Entries from an annotation dataset
----
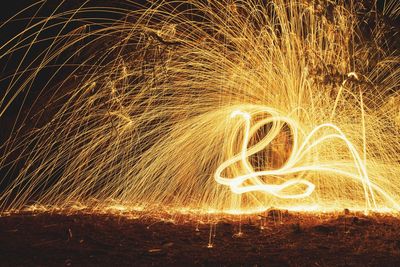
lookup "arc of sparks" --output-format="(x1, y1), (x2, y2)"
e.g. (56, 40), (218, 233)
(214, 108), (398, 211)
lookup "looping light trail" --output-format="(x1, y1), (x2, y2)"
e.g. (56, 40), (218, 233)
(214, 108), (398, 214)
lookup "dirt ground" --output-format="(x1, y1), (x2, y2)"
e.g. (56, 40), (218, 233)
(0, 211), (400, 266)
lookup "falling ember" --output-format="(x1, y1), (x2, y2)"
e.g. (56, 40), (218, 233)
(0, 0), (400, 216)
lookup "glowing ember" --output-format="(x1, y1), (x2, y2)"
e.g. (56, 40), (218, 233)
(0, 0), (400, 214)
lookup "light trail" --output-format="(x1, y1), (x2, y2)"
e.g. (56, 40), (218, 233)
(214, 108), (400, 212)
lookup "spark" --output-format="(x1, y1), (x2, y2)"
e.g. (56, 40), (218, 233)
(0, 0), (400, 216)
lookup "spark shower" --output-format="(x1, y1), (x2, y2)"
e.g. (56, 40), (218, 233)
(0, 0), (400, 213)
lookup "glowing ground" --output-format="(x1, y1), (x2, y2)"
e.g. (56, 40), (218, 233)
(0, 211), (400, 266)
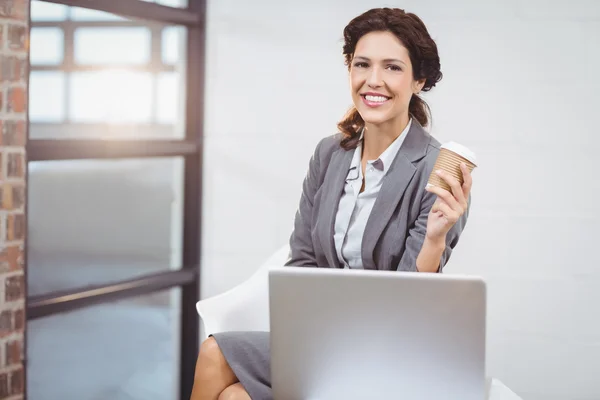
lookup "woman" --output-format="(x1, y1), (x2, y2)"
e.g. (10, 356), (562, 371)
(192, 8), (472, 400)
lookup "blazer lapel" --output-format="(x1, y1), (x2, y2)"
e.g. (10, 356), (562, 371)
(362, 119), (431, 269)
(319, 148), (354, 268)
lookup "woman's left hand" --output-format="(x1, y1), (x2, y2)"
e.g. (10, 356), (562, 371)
(425, 163), (473, 242)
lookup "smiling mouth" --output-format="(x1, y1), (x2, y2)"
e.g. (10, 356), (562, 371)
(360, 94), (391, 108)
(361, 94), (391, 103)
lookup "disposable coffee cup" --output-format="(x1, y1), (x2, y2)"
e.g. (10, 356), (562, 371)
(427, 142), (477, 192)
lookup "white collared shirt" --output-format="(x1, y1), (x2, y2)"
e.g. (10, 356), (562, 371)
(333, 119), (412, 268)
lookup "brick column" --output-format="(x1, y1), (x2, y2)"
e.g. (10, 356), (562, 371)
(0, 0), (29, 400)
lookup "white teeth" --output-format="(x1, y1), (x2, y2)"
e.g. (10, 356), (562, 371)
(365, 95), (388, 103)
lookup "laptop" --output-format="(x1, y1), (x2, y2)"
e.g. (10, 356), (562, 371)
(269, 267), (487, 400)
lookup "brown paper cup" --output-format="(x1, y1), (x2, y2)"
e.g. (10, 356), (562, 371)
(427, 142), (477, 192)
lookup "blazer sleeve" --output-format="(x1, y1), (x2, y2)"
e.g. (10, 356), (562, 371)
(398, 192), (471, 272)
(285, 140), (323, 267)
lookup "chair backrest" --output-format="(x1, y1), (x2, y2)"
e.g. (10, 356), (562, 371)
(196, 245), (289, 336)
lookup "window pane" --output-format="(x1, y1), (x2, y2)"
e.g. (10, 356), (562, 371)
(27, 157), (183, 295)
(69, 70), (152, 123)
(29, 71), (65, 123)
(29, 28), (65, 65)
(27, 288), (181, 400)
(71, 7), (127, 21)
(155, 0), (188, 8)
(156, 72), (185, 124)
(75, 27), (151, 65)
(31, 0), (68, 22)
(162, 26), (186, 64)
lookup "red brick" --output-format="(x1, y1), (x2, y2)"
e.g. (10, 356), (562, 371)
(6, 87), (27, 113)
(6, 214), (25, 241)
(0, 310), (14, 336)
(0, 122), (27, 147)
(6, 153), (25, 178)
(6, 24), (27, 51)
(10, 368), (25, 395)
(0, 183), (25, 210)
(0, 373), (10, 399)
(4, 275), (25, 302)
(0, 56), (28, 82)
(13, 309), (25, 330)
(4, 340), (23, 367)
(0, 246), (24, 271)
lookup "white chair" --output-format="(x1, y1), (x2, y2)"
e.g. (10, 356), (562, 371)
(196, 245), (522, 400)
(196, 245), (289, 340)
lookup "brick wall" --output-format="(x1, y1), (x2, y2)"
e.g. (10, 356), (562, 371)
(0, 0), (29, 400)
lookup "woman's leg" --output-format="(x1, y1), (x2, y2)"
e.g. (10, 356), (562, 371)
(218, 382), (252, 400)
(190, 337), (241, 400)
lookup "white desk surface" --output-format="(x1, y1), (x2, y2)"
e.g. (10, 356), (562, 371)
(488, 378), (523, 400)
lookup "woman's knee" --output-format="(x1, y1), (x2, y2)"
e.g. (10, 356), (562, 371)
(218, 382), (252, 400)
(196, 337), (227, 374)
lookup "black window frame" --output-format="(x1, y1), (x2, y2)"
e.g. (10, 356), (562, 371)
(24, 0), (206, 400)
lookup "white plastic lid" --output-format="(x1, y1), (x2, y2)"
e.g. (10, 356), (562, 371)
(442, 142), (477, 166)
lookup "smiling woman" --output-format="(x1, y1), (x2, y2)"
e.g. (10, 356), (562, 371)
(192, 8), (472, 400)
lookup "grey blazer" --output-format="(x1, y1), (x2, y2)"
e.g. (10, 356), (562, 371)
(286, 119), (470, 272)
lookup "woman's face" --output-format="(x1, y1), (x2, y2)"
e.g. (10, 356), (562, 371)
(350, 32), (424, 130)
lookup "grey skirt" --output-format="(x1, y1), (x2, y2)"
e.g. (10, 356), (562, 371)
(211, 332), (273, 400)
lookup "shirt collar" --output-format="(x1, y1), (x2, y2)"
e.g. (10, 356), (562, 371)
(350, 118), (412, 178)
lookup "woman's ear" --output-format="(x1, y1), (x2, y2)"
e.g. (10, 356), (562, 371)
(413, 79), (425, 94)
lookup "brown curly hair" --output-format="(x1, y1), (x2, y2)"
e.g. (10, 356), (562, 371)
(338, 8), (442, 150)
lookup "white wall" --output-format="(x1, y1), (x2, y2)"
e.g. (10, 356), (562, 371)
(202, 0), (600, 400)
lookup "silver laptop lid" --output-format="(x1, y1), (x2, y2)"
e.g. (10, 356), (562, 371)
(269, 267), (486, 400)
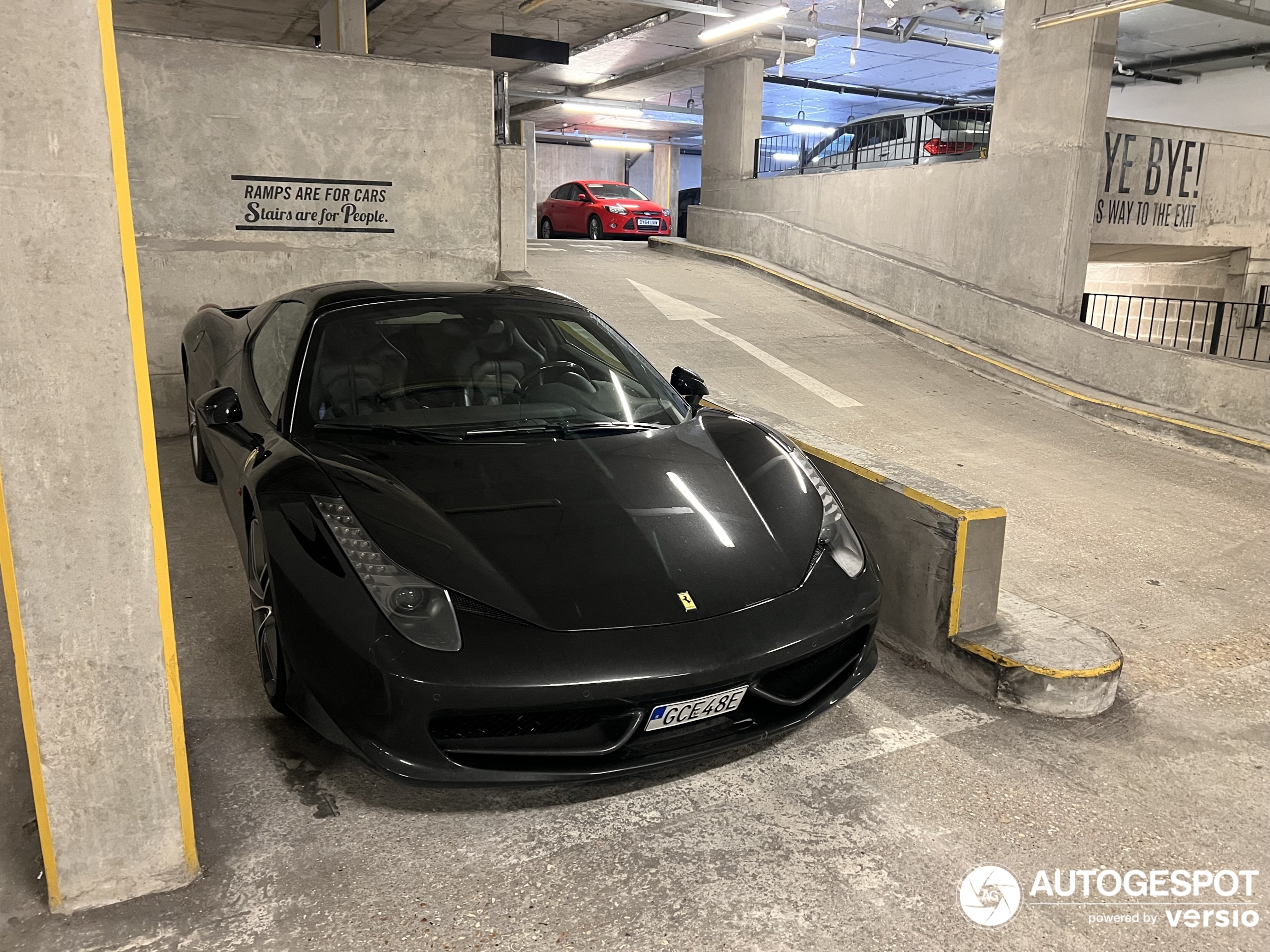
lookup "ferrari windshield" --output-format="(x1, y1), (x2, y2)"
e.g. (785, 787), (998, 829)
(586, 181), (648, 202)
(296, 293), (687, 435)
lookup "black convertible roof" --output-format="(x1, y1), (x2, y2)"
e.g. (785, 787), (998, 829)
(282, 280), (578, 310)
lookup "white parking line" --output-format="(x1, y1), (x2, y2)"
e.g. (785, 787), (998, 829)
(626, 278), (864, 407)
(496, 700), (1000, 866)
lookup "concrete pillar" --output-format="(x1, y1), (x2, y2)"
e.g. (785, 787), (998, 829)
(0, 0), (198, 913)
(512, 119), (538, 237)
(496, 146), (528, 280)
(972, 0), (1120, 317)
(649, 142), (680, 220)
(701, 57), (764, 198)
(318, 0), (370, 53)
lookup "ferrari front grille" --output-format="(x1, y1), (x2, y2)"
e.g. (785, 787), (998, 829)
(450, 592), (534, 627)
(752, 628), (868, 707)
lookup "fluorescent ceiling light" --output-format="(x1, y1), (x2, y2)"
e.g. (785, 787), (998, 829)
(1032, 0), (1166, 29)
(590, 138), (653, 152)
(697, 4), (790, 43)
(564, 103), (644, 119)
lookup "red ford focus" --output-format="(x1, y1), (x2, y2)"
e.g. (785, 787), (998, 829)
(538, 181), (670, 239)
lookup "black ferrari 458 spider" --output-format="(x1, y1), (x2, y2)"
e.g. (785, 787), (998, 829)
(182, 282), (880, 785)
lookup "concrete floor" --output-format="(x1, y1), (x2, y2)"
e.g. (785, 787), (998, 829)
(0, 241), (1270, 952)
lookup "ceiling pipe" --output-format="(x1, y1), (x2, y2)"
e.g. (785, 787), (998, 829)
(764, 76), (966, 105)
(1125, 43), (1270, 75)
(1112, 59), (1182, 86)
(1168, 0), (1270, 26)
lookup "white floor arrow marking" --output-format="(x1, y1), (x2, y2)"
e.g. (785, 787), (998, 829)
(626, 278), (864, 406)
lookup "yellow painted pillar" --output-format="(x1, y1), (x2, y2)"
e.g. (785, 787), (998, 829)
(0, 0), (198, 913)
(318, 0), (370, 53)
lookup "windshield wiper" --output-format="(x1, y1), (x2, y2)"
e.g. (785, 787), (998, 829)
(464, 420), (664, 437)
(314, 423), (464, 443)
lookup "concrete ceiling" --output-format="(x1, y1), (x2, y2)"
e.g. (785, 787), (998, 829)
(114, 0), (1270, 137)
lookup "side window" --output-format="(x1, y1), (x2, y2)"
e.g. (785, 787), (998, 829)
(252, 301), (308, 414)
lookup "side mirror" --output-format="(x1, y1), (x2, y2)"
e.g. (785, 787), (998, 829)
(670, 367), (710, 413)
(197, 387), (264, 449)
(198, 387), (242, 426)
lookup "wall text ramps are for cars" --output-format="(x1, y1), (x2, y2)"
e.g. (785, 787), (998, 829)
(1094, 132), (1209, 228)
(230, 175), (395, 235)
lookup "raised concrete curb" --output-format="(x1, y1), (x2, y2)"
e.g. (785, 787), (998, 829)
(952, 592), (1124, 717)
(714, 393), (1122, 717)
(649, 237), (1270, 465)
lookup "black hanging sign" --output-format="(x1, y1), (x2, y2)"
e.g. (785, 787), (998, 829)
(489, 33), (569, 66)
----
◆ **Task statement**
Put the data from the beginning through the line that contains "(319, 148), (354, 268)" into a JSON list of strings, one string per line, with blank lines and the pictures left out.

◆ **Full answer**
[
  "lookup \"arc of sparks\" --output-format=\"(x1, y1), (x2, y2)\"",
  "e.g. (56, 40), (218, 233)",
  "(214, 108), (398, 211)",
  "lookup \"looping light trail\" --output-format=\"(x1, y1), (x2, y2)\"",
  "e.g. (56, 40), (218, 233)",
  "(214, 108), (398, 214)",
  "lookup \"dirt ground\" --output-format=\"(x1, y1), (x2, y2)\"",
  "e.g. (56, 40), (218, 233)",
  "(0, 211), (400, 266)",
  "lookup \"falling ember\" --output-format=\"(x1, y1), (x2, y2)\"",
  "e.g. (56, 40), (218, 233)",
  "(0, 0), (400, 216)",
  "lookup \"glowing ember\" --output-format=\"(x1, y1), (x2, y2)\"",
  "e.g. (56, 40), (218, 233)",
  "(0, 0), (400, 214)",
  "lookup \"light trail\" --output-format=\"(x1, y1), (x2, y2)\"",
  "e.g. (56, 40), (218, 233)",
  "(214, 108), (400, 212)",
  "lookup \"spark\" --output-format=\"(x1, y1), (x2, y2)\"",
  "e.g. (56, 40), (218, 233)",
  "(0, 0), (400, 216)",
  "lookup \"spark shower\" --output-format=\"(x1, y1), (x2, y2)\"",
  "e.g. (56, 40), (218, 233)",
  "(0, 0), (400, 213)",
  "lookup \"glowing ground\" --output-format=\"(x1, y1), (x2, y2)\"",
  "e.g. (56, 40), (218, 233)",
  "(0, 211), (400, 266)",
  "lookup \"woman\" --output-format=\"(x1, y1), (x2, y2)\"",
  "e.g. (10, 356), (562, 371)",
  "(192, 8), (472, 400)",
  "lookup \"blazer lapel\" --output-format=\"(x1, y1), (x2, y2)\"",
  "e.g. (10, 356), (562, 371)",
  "(362, 119), (431, 269)",
  "(319, 148), (354, 268)"
]